** Start of PROVIDED ENTRIES **

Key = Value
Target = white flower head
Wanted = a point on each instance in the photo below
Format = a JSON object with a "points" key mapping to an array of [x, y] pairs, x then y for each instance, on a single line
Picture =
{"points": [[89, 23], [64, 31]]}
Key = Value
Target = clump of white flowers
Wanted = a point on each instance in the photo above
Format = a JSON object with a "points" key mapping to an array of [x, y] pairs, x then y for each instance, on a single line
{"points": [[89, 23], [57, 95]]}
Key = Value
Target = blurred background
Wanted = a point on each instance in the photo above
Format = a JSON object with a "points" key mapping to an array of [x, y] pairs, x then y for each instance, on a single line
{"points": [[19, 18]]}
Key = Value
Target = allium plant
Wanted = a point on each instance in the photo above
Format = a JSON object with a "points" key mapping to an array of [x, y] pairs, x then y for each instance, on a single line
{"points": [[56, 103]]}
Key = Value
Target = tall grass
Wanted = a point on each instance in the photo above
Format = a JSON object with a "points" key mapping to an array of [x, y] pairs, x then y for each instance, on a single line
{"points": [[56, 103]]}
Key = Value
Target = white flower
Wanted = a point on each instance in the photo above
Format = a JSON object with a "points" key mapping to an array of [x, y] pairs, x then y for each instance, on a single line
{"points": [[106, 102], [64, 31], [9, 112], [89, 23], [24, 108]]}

** End of PROVIDED ENTRIES **

#### DIRECTIONS FOR THIS TASK
Show the data once more, exactly as it was written.

#### TASK OUTPUT
Key = Value
Target = white flower head
Wanted = a point on each instance in the photo below
Format = a JSON object with a "points" key mapping to an array of [x, y] pairs, x then y for each instance, on a single line
Picture =
{"points": [[89, 23], [64, 31]]}
Key = Value
Target = clump of white flowers
Wanted = a point on each instance in the photo above
Format = a JSON object with a "points" key mapping to an array of [x, y] pairs, x then y for each instance, on a single line
{"points": [[89, 23], [57, 95]]}
Key = Value
Target = blurred background
Wanted = a point on each instance in the photo above
Format = a JSON object with a "points" key mapping to an array of [x, y] pairs, x then y for each instance, on a single line
{"points": [[19, 18]]}
Key = Value
Target = allium plant
Wanted = a point on each instance in the photo above
Format = a JSON object with a "points" key mapping to an array of [x, y] pairs, x then y for each instance, on a single line
{"points": [[56, 103]]}
Key = Value
Target = tall grass
Wanted = a point on each instance in the photo above
Format = a JSON object with a "points" key mapping to an array of [x, y] pairs, x then y for each instance, on a single line
{"points": [[56, 103]]}
Key = Value
Target = white flower
Wanted = a point on each instance in the photo above
Format = a JSON object with a "points" key mapping to an array of [x, y] pairs, x then y for each instance, on a single line
{"points": [[106, 102], [64, 31], [9, 112], [89, 23], [24, 108]]}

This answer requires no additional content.